------ Provided information ------
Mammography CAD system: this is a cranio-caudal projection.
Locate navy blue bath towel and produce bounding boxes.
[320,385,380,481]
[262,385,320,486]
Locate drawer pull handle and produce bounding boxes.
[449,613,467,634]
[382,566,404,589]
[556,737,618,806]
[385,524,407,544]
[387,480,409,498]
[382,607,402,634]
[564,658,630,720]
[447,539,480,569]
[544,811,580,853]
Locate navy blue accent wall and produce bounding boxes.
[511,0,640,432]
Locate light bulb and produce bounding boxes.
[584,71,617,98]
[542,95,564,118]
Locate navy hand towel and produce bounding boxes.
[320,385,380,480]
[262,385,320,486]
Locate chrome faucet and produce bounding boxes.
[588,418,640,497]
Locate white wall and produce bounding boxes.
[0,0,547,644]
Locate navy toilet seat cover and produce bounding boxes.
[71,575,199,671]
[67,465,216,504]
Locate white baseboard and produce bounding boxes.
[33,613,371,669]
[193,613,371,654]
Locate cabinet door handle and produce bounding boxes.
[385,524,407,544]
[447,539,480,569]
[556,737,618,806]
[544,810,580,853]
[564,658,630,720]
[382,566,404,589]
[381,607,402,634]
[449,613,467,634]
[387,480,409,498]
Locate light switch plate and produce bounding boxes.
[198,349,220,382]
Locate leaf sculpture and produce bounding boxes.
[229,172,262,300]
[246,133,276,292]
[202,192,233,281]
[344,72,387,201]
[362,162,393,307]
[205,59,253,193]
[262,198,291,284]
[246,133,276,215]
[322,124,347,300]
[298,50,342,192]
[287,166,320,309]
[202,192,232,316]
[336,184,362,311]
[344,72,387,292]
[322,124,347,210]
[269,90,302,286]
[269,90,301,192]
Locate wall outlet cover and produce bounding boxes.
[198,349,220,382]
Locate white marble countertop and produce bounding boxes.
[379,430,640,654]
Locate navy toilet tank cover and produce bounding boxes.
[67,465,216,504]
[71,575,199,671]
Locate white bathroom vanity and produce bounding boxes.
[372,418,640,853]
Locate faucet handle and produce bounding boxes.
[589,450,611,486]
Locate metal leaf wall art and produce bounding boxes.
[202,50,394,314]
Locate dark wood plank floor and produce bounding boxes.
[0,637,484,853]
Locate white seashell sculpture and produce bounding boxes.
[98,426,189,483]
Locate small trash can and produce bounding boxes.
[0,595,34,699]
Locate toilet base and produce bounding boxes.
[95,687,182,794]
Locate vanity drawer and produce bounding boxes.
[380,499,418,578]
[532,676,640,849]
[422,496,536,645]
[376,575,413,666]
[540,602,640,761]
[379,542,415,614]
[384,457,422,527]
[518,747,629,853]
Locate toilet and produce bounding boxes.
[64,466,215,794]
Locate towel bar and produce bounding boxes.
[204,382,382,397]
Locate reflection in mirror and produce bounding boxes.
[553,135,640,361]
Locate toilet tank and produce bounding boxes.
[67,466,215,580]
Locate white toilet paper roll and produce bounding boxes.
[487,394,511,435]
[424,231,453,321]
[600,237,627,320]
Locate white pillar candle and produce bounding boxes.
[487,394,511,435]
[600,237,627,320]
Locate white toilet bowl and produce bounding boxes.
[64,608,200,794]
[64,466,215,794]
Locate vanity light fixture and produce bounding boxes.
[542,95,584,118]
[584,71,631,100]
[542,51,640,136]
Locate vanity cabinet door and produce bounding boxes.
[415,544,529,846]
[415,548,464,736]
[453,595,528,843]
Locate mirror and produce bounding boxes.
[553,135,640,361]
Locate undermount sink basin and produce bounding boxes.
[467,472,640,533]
------
------ Provided information ------
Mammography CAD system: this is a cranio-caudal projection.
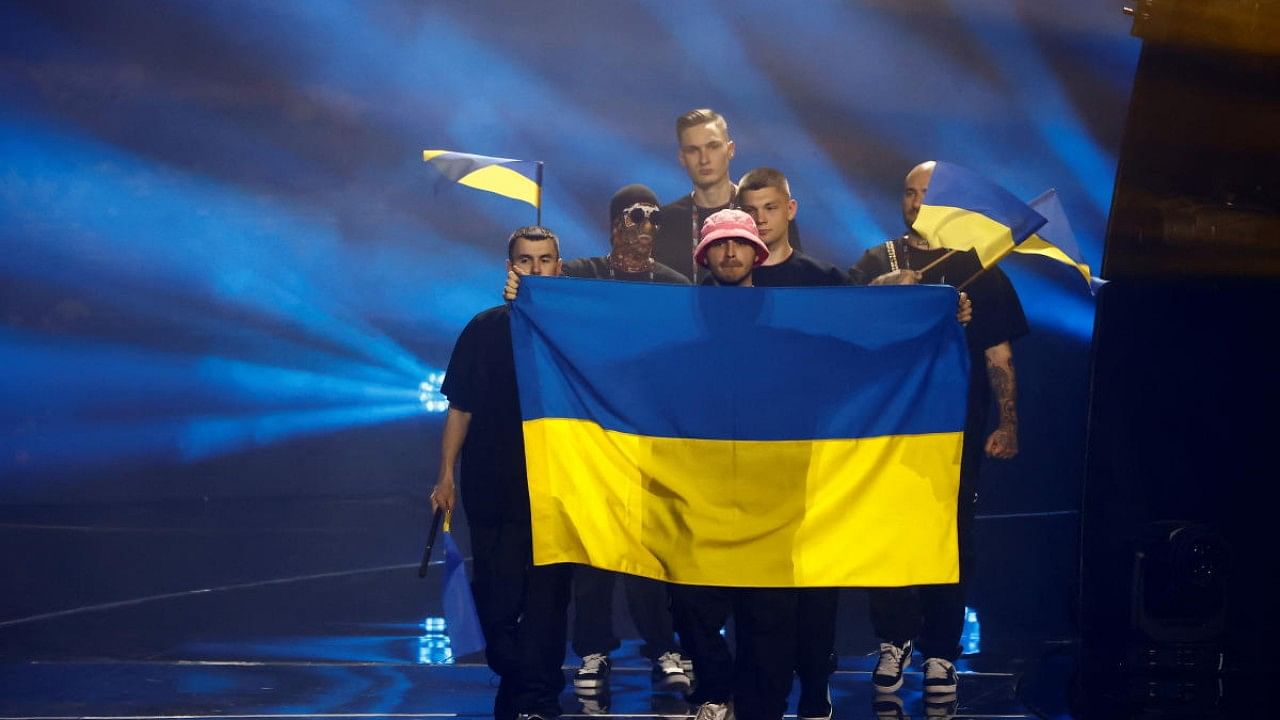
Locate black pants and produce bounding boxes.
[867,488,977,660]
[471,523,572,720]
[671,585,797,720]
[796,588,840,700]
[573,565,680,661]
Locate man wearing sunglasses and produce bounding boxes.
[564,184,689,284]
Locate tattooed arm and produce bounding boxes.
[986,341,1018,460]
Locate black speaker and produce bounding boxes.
------
- _Stated exercise_: Format the data between the lines holding "Locate wall outlet" and "[467,472,640,533]", inclusive, as a JSON list of strings with one string per line and no entries for blank lines.

- _The solution_:
[
  "Locate wall outlet cover and produce bounding boxes.",
  "[198,349,220,382]",
  "Locate white marble countertop and produce bounding boxes.",
  "[379,430,640,654]",
  "Locate navy toilet tank cover and produce bounding boxes.",
  "[67,465,216,504]",
  "[71,575,199,671]",
  "Locate white bathroom vanity and produce bounding boxes.",
  "[372,418,640,853]",
  "Locate faucet handle and produce bounding boxes.",
  "[589,450,611,486]",
  "Locate metal leaf wall art and produce bounding boxes.",
  "[202,50,394,314]",
  "Locate dark wood plank floor and produce bounding boxes.",
  "[0,637,484,853]",
  "Locate white seashell sculpture and produce bounding boxes.",
  "[98,426,189,483]",
  "Locate small trash can and produce bounding boxes.",
  "[0,595,34,699]",
  "Locate toilet base and produce bounding boxes.",
  "[95,687,182,794]",
  "Locate vanity drawer and produce bounding boxes.",
  "[380,499,418,578]",
  "[532,676,640,849]",
  "[422,496,536,645]",
  "[376,575,413,666]",
  "[540,602,640,761]",
  "[379,542,415,614]",
  "[384,457,422,527]",
  "[518,747,629,853]",
  "Locate toilet and produce bounding boxes.",
  "[64,466,215,794]",
  "Locate towel bar and produce bounding boxes.",
  "[204,382,382,397]",
  "Locate reflection in mirror and produce bounding boxes.",
  "[553,135,640,361]",
  "Locate toilet tank and produce bounding boxes.",
  "[67,466,215,580]",
  "Locate white toilet paper roll and produce bounding boxes.",
  "[487,394,511,435]",
  "[424,231,453,321]",
  "[600,237,627,320]",
  "Locate white pillar candle and produce bounding boxes.",
  "[487,394,511,435]",
  "[600,237,627,320]",
  "Locate white toilet bowl and produce bounding boxes.",
  "[64,608,200,794]",
  "[64,466,215,794]",
  "Locate vanity light fixture and produce bounding boxes.",
  "[542,95,584,118]",
  "[584,71,631,100]",
  "[542,51,640,136]",
  "Locate vanity cabinet door and produce bounding boxes.",
  "[415,544,529,846]",
  "[415,548,464,736]",
  "[453,595,528,843]",
  "Locate mirror and produce bounding boxes.",
  "[553,135,640,361]",
  "Locate undermount sink basin and produce bounding boxes.",
  "[467,472,640,533]"
]